| 任务说明 1 |
根据页面正文,如果最大流大于等于 C,应当输出什么?
| 任务说明 2 |
请返回页面正文中从“1. 第一次求完最大流后把流量留着,以后都在这个基础上增广。”一直到“能延伸的尽头,那么这些边就构成了最小割。”为止的全部文字,一字不改。
| 任务说明 3 |
判断下列说法是否与页面正文一致,逐条回答“是”或“否”,并原样引用正文中起决定作用的字句:(a) 需要修改的那条边一定位于最小割上;(b) 每次检查都必须求出完整的最大流;(c) Dinic 在 bfs 时会经过流量已满的边。

| 页面正文 |
----------------------------------------
首先如果最大流大于等于\(C\),那直接输出possible;
否则要修改的一条边一定在最小割上,所以我们只要依次将每条最小割边的容量改成\(C\),再跑最大流检查即可。
但这样最多要跑\(m\)次DInic,会TLE,所以这题的重点在于以下两点优化:

  1. 第一次求完最大流后把流量留着,以后都在这个基础上增广。
  2. 每次不用求最大流,大于等于\(C\)就可以返回。

代码细节,还是有必要说一下的:

  1. 判断是否是最小割边:
	for(int i = 1; i <= n; ++i) forE(j, i, v)	//访问每条边
		if(dis[i] && !dis[v] && e[j].cap > 0)		//刚好在残量网络的断边上
			ret.emplace_back(i, j);

 因为Dinic在bfs的时候只走流量未满的边,所以如果有的边满流量,且刚好位于残量网络能延伸的尽头,那么这些边就构成了最小割。
 2. 在第一次求完最大流的基础上增广:

	for(int i = 0; i <= ecnt; ++i) e[i].cap -= e[i].flow;

 即改变每条边的流量,这样就能记住当前的残量网络了。
----------------------------------------
| 数据条目 |
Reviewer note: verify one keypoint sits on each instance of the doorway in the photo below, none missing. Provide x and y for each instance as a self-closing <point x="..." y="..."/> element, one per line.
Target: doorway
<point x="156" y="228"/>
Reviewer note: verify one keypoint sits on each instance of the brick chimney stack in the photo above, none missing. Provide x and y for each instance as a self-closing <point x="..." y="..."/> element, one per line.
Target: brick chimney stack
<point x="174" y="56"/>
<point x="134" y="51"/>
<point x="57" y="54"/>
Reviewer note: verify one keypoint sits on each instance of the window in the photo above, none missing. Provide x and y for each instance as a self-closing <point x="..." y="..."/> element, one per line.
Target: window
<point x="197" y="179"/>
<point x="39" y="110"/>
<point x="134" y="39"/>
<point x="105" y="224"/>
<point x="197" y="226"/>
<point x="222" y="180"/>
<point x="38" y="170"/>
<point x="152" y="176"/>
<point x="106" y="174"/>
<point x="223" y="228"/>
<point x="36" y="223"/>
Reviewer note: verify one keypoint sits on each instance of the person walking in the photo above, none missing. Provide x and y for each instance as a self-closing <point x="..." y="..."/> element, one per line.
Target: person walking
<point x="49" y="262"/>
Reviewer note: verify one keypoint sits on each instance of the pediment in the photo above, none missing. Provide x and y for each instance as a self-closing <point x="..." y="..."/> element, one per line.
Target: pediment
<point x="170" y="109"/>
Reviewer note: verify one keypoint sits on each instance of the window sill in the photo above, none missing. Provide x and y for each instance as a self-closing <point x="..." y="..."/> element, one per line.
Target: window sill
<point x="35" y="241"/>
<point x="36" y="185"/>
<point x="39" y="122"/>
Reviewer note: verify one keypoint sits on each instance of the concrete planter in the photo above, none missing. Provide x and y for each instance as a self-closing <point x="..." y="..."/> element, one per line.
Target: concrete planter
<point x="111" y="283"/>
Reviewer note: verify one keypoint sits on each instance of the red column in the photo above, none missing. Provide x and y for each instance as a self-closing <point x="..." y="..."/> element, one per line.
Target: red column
----------------------------------------
| 参考解答 1 |
直接输出 possible。

| 参考解答 2 |
1. 第一次求完最大流后把流量留着,以后都在这个基础上增广。
  2. 每次不用求最大流,大于等于\(C\)就可以返回。

代码细节,还是有必要说一下的:

  1. 判断是否是最小割边:
	for(int i = 1; i <= n; ++i) forE(j, i, v)	//访问每条边
		if(dis[i] && !dis[v] && e[j].cap > 0)		//刚好在残量网络的断边上
			ret.emplace_back(i, j);

 因为Dinic在bfs的时候只走流量未满的边,所以如果有的边满流量,且刚好位于残量网络能延伸的尽头,那么这些边就构成了最小割。

| 参考解答 3 |
(a) 是。正文写道:“要修改的一条边一定在最小割上”。
(b) 否。正文写道:“每次不用求最大流”。
(c) 否。正文写道:“Dinic在bfs的时候只走流量未满的边”。